** begin THE DATA **
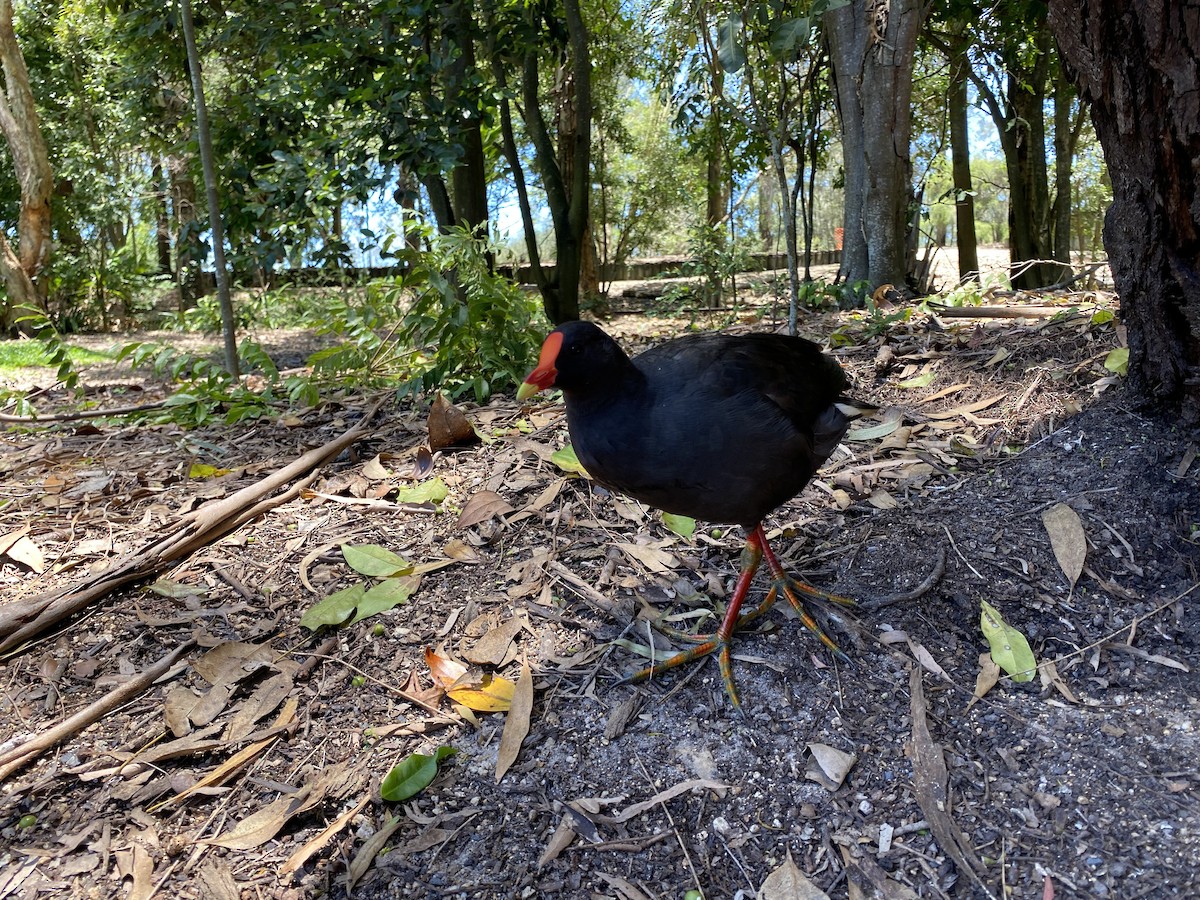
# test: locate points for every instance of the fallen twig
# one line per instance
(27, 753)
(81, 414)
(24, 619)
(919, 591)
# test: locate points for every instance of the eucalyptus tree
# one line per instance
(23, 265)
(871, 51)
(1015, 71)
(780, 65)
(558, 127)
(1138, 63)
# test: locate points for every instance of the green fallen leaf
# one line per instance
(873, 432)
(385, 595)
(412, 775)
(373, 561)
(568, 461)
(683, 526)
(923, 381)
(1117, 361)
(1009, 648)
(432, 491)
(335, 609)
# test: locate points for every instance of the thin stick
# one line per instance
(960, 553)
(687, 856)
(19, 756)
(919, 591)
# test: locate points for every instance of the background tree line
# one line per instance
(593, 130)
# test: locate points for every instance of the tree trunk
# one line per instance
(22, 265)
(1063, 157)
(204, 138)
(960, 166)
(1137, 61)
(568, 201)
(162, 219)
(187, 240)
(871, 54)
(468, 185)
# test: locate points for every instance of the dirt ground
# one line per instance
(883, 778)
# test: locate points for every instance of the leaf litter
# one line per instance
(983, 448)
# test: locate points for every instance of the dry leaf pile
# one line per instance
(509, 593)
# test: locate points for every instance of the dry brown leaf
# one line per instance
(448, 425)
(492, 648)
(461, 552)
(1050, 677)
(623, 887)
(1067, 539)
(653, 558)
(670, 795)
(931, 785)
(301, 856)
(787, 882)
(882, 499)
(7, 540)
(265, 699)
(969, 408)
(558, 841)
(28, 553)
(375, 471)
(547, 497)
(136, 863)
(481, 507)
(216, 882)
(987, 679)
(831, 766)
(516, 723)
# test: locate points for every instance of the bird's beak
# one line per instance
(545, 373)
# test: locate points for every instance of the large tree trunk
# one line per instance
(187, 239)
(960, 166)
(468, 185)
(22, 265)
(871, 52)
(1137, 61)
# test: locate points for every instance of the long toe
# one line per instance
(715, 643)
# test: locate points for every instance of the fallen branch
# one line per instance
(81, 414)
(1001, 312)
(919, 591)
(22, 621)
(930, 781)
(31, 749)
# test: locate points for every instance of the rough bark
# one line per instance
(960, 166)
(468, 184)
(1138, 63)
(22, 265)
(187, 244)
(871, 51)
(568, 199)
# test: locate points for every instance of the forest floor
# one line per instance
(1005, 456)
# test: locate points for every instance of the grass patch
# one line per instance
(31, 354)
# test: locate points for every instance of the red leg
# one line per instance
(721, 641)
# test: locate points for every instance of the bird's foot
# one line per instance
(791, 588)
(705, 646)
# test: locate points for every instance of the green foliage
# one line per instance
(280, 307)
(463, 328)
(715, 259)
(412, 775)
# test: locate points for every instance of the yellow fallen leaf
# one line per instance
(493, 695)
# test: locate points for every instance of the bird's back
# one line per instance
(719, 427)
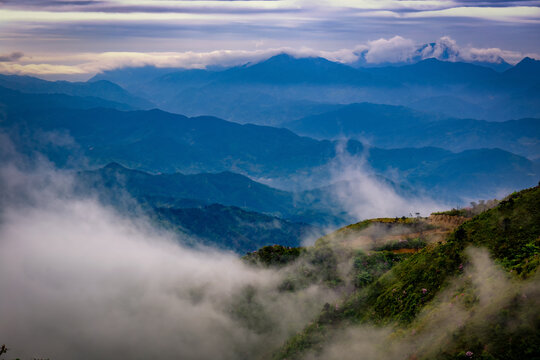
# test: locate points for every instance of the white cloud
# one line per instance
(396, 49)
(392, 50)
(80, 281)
** end THE DATA **
DIRECTION | Leave the pictures out and reproduce each record exactly as written.

SOLVED EXERCISE |
# test: locate points for every instance of the fallen twig
# one line per instance
(27, 753)
(81, 414)
(24, 619)
(919, 591)
# test: locate points for every instance of the eucalyptus tree
# one line per instance
(23, 265)
(871, 51)
(1015, 71)
(780, 65)
(558, 127)
(1138, 63)
# test: locate points for every instance of the green fallen leaf
# one line per instance
(873, 432)
(385, 595)
(412, 775)
(373, 561)
(568, 461)
(683, 526)
(923, 381)
(1117, 361)
(1009, 648)
(432, 491)
(335, 609)
# test: locate points for every instance of the thin stick
# one line per instance
(960, 553)
(687, 856)
(19, 756)
(919, 591)
# test: locate points for every instance of the background tree line
# one line per instance
(593, 130)
# test: locate points for every instance of the tree trunk
# one line per instance
(22, 265)
(1063, 157)
(204, 138)
(960, 166)
(1137, 61)
(568, 201)
(162, 219)
(187, 240)
(871, 54)
(468, 185)
# test: locate points for every instance of the dirt ground
# one line per instance
(883, 778)
# test: locate points for every instance of the leaf litter
# one line per instance
(983, 448)
# test: locate points for every instance of the dry leaf pile
# one line per instance
(509, 593)
# test: locate points for every instance of the dry brown leaf
# one line per instance
(448, 425)
(492, 648)
(461, 552)
(1050, 677)
(623, 887)
(1067, 539)
(653, 558)
(670, 795)
(931, 785)
(301, 856)
(787, 882)
(882, 499)
(7, 540)
(265, 699)
(969, 408)
(558, 841)
(28, 553)
(375, 471)
(547, 497)
(136, 863)
(481, 507)
(216, 882)
(987, 679)
(831, 766)
(516, 723)
# test: locate points for every instance of the bird's beak
# one line per instance
(545, 373)
# test: locate points for every instance of the large tree trunk
# one line per instance
(187, 239)
(960, 166)
(468, 185)
(22, 265)
(871, 52)
(1137, 61)
# test: locate points for every instance of the long toe
# one line per instance
(715, 643)
# test: locate points for every instance of the fallen branch
# one line per instance
(81, 414)
(1001, 312)
(919, 591)
(22, 621)
(930, 781)
(31, 749)
# test: locate points for every instance of the rough bark
# one line per instance
(960, 166)
(468, 184)
(1138, 63)
(22, 265)
(187, 244)
(871, 51)
(568, 199)
# test: locate points for every instance of the forest floor
# one line per instance
(1005, 456)
# test: locate points for every instance of the grass patch
# one line per instance
(31, 354)
# test: locate points for every instance of the red leg
# one line per instance
(721, 641)
# test: locate points for every instance of the bird's foot
# one line per instance
(791, 588)
(705, 646)
# test: locate points for every instance of the green foliage
# one line per instance
(280, 307)
(463, 328)
(715, 259)
(412, 775)
# test: locate points for every instance of the yellow fallen leaf
# one line per instance
(493, 695)
# test: locate points for every instance of the bird's back
# one line per instance
(719, 427)
# test: locate points for every instance of the white cloud
# one line per instance
(396, 49)
(392, 50)
(80, 281)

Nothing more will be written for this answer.